- TASK TO COMPLETE
Starting with the line that contains "Target: long tail feather" and ending with the last line of the entries, repeat exactly those lines and nothing else, pictures excluded.

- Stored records
*****

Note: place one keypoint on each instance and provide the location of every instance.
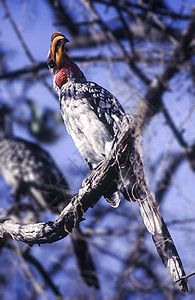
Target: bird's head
(61, 66)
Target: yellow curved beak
(57, 48)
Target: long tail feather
(134, 187)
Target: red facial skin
(63, 74)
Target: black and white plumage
(32, 172)
(94, 117)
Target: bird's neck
(69, 72)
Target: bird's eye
(51, 64)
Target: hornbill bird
(32, 172)
(94, 118)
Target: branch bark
(92, 189)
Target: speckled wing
(106, 107)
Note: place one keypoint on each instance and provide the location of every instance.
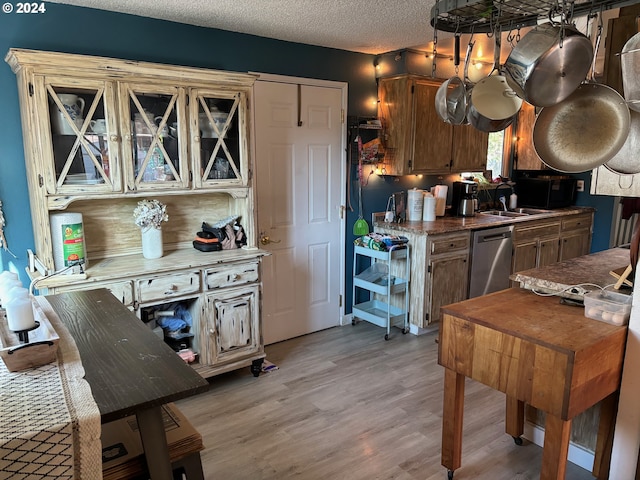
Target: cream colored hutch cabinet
(101, 134)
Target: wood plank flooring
(346, 404)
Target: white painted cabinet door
(299, 179)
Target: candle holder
(23, 335)
(31, 347)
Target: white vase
(152, 243)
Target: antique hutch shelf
(101, 134)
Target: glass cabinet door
(82, 134)
(154, 122)
(216, 121)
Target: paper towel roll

*****

- SOLUTION TO THE PROBLEM
Target: long tail feather
(134, 187)
Target: red facial skin
(63, 74)
Target: black and white plumage
(32, 172)
(94, 117)
Target: bird's neck
(69, 72)
Target: bird's eye
(51, 64)
Target: hornbill bird
(32, 172)
(94, 118)
Target: branch bark
(92, 189)
Target: speckled wing
(106, 107)
Note: place one keypoint on each instance and provide the location of every instance.
Target: cream colored hutch cabinet
(101, 134)
Target: wood plank flooring
(346, 404)
Target: white painted cabinet door
(299, 179)
Target: candle holder
(23, 335)
(31, 347)
Target: white vase
(152, 243)
Target: antique hutch shelf
(101, 134)
Target: glass cabinet door
(82, 134)
(154, 122)
(216, 121)
Target: paper towel roll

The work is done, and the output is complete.